# [Exercise requirements]
Print, please, the line that contains "find the reflection" and each line after it to the end of the entries, unchanged and with nothing else.

::: Source data

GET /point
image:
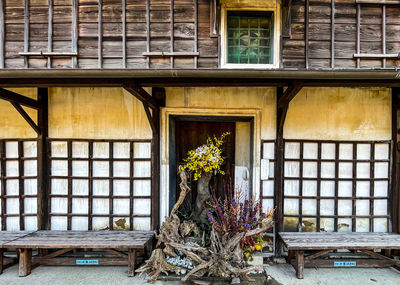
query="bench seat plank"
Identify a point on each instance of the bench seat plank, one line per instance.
(338, 240)
(6, 237)
(83, 239)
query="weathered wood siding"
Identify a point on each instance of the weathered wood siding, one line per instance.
(140, 34)
(331, 33)
(108, 34)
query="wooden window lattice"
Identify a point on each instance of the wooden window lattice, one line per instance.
(338, 186)
(18, 180)
(100, 184)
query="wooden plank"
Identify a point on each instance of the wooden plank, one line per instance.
(380, 56)
(196, 23)
(75, 32)
(90, 200)
(50, 32)
(155, 163)
(395, 209)
(148, 32)
(384, 35)
(25, 262)
(42, 158)
(306, 36)
(318, 254)
(131, 262)
(387, 2)
(363, 263)
(332, 34)
(335, 240)
(100, 35)
(299, 264)
(56, 253)
(3, 185)
(358, 33)
(83, 239)
(124, 34)
(26, 32)
(2, 33)
(65, 261)
(22, 100)
(171, 27)
(26, 117)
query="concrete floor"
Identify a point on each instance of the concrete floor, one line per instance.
(282, 274)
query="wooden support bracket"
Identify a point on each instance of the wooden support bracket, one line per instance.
(27, 118)
(141, 94)
(17, 98)
(290, 93)
(149, 117)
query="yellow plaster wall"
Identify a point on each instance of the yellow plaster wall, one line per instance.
(12, 124)
(262, 98)
(96, 113)
(340, 114)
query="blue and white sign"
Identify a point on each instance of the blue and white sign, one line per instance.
(345, 264)
(87, 262)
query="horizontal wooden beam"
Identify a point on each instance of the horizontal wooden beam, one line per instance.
(141, 94)
(372, 55)
(176, 53)
(27, 118)
(385, 2)
(17, 98)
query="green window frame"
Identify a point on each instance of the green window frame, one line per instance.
(250, 37)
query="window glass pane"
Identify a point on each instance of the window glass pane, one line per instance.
(249, 35)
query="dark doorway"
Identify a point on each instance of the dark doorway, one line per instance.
(192, 134)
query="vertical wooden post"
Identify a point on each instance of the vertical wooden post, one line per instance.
(131, 262)
(2, 33)
(75, 31)
(1, 260)
(299, 264)
(279, 154)
(25, 262)
(155, 161)
(395, 160)
(42, 154)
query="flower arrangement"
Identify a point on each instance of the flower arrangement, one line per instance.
(232, 217)
(206, 158)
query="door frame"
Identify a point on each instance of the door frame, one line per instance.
(168, 118)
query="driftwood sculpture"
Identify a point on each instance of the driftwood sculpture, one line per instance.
(223, 258)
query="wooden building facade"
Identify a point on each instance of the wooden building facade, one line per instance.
(100, 90)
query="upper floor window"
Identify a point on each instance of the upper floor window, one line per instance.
(250, 37)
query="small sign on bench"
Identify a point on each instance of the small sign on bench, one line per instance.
(345, 264)
(87, 262)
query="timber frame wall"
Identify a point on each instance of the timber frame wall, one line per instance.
(181, 34)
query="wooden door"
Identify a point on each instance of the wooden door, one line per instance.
(191, 134)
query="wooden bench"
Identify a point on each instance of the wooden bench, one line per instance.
(111, 242)
(323, 243)
(6, 237)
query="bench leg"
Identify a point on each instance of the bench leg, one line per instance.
(299, 264)
(25, 262)
(131, 262)
(1, 261)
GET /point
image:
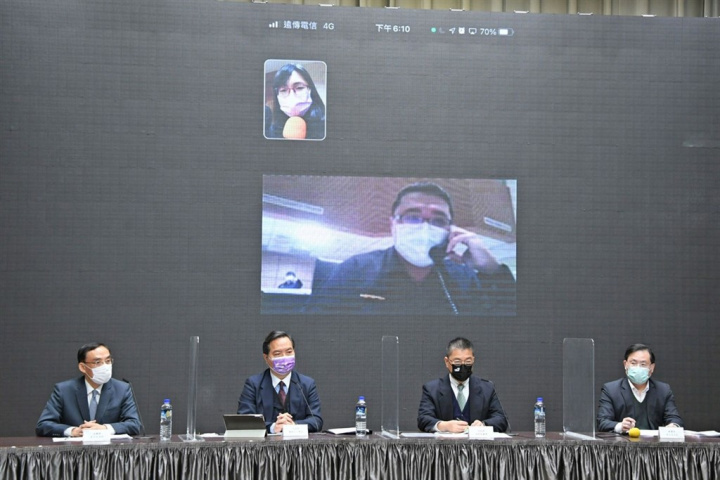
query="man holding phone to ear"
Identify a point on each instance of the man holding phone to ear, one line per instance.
(434, 266)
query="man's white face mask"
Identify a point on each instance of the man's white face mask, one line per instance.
(413, 242)
(102, 374)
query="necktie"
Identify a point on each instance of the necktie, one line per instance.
(461, 397)
(93, 405)
(281, 393)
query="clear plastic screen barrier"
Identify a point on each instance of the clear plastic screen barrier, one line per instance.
(192, 392)
(579, 387)
(390, 425)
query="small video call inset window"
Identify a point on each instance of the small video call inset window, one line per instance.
(295, 99)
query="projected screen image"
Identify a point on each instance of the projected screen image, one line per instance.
(388, 246)
(295, 102)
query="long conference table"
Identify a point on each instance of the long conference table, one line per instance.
(326, 456)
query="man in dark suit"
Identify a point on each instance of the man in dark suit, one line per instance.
(637, 400)
(283, 396)
(93, 401)
(453, 402)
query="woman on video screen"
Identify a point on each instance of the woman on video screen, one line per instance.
(298, 112)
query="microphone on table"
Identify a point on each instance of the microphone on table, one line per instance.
(137, 407)
(297, 384)
(295, 128)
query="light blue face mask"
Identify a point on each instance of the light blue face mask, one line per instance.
(638, 375)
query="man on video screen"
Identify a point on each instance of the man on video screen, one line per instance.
(433, 268)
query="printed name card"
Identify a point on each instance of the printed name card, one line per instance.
(671, 434)
(480, 433)
(295, 431)
(96, 436)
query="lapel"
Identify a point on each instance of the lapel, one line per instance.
(474, 398)
(294, 403)
(445, 398)
(81, 396)
(652, 399)
(267, 398)
(105, 396)
(629, 398)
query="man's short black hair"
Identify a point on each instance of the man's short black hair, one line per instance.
(459, 343)
(274, 335)
(89, 347)
(637, 347)
(423, 187)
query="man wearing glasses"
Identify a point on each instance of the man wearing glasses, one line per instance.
(637, 400)
(458, 400)
(93, 401)
(433, 268)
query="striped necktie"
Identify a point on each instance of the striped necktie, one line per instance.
(281, 393)
(93, 405)
(461, 397)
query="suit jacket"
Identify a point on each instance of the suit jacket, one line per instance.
(68, 407)
(617, 402)
(436, 404)
(303, 402)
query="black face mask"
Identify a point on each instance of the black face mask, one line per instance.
(461, 372)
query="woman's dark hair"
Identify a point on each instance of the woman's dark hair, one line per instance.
(316, 113)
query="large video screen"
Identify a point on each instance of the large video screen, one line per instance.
(389, 246)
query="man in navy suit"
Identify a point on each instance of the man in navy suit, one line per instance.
(637, 400)
(283, 396)
(93, 401)
(455, 401)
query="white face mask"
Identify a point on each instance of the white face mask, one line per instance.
(413, 242)
(102, 374)
(294, 106)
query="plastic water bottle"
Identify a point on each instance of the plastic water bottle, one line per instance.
(361, 417)
(166, 420)
(539, 418)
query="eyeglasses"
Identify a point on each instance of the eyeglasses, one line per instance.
(297, 89)
(99, 363)
(417, 219)
(467, 363)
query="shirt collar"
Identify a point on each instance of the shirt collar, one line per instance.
(89, 388)
(638, 392)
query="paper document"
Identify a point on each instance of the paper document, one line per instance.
(121, 436)
(705, 433)
(342, 431)
(417, 435)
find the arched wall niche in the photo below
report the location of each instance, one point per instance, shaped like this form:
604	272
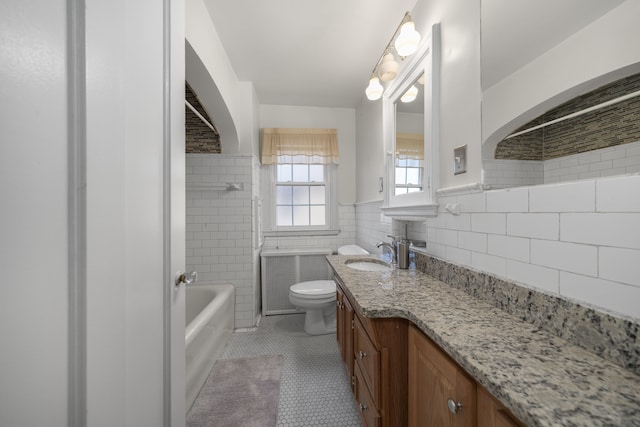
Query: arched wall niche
491	142
207	91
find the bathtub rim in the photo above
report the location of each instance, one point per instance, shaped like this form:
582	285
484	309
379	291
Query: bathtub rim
198	322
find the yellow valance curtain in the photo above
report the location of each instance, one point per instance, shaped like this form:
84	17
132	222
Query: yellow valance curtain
313	146
410	146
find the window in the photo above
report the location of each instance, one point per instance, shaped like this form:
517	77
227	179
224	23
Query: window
408	176
298	175
300	195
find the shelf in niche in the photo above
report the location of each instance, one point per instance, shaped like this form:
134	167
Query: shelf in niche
411	213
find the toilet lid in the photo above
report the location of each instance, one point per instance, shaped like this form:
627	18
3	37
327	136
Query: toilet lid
314	288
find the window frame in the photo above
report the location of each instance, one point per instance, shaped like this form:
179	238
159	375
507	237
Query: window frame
269	187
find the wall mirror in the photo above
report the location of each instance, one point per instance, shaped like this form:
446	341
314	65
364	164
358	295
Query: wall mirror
584	127
411	135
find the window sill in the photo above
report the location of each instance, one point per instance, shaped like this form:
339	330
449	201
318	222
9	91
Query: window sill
411	213
293	233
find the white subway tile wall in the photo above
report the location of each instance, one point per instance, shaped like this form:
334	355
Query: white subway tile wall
580	240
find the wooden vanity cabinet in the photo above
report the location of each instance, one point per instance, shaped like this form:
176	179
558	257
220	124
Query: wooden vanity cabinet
441	394
344	330
401	377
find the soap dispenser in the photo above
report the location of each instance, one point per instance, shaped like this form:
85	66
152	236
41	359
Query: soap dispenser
403	253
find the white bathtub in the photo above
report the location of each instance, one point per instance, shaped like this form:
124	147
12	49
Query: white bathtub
209	323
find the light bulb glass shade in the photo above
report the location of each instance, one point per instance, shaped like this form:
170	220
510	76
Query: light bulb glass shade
408	40
410	95
374	90
388	68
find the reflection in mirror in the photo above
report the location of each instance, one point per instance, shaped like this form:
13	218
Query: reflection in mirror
411	136
409	141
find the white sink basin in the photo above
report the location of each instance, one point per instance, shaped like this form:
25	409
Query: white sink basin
368	266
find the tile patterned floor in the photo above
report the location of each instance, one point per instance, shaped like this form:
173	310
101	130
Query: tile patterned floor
314	390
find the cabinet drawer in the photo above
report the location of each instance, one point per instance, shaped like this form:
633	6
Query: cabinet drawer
368	411
367	356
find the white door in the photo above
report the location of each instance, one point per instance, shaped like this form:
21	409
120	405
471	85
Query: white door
33	214
91	213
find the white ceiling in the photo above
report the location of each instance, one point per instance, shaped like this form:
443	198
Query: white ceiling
306	52
516	32
321	53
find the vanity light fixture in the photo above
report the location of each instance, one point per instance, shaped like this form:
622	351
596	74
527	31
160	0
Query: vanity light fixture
375	89
408	40
386	68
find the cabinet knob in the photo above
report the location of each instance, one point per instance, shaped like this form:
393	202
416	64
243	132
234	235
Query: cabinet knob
454	407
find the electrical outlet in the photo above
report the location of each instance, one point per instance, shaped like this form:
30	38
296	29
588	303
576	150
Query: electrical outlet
460	159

::::::

# [Result]
find the reflection in mirror in the photo above
report the location of each instance, one point per instance, shaped like this form:
13	218
Query: reflection in mirror
411	136
409	141
find the white sink basin in the photo above
report the location of each instance, one point per instance, shaped like this form:
25	409
Query: white sink basin
368	266
find the tile patterned floor in the photo above
report the location of each instance, one point per instance, shaped like this form:
173	310
101	130
Query: tile patterned floor
314	390
find the cabinet drawer in the photo above
report the location of each instance, one point per instance, shaped like this form:
633	6
Query: cabinet drawer
368	411
367	356
find the white door in the photo above
report the location of each instance, one point per instance, shaped like this form:
21	409
120	405
471	85
Query: white door
33	214
91	213
find the white ceiling in the photo above
report the location of each instance, one point per instance, shaped like this form:
443	198
Query: white ceiling
306	52
516	32
321	53
find the vanity light fixture in the photo above
report the location of each instance, one point per instance, shaped like this form:
622	351
596	74
527	31
160	0
Query: vanity light fixture
375	89
408	40
386	68
find the cabinet knob in the photo above
report the location of each instance, one point per instance, shaped like this form:
393	202
416	64
243	132
234	235
Query: cabinet knob
454	407
find the electrical outlet in the photo above
report the location of each instance, one point per instance, shaped like this form:
30	38
296	29
588	303
576	150
Query: electrical outlet
460	159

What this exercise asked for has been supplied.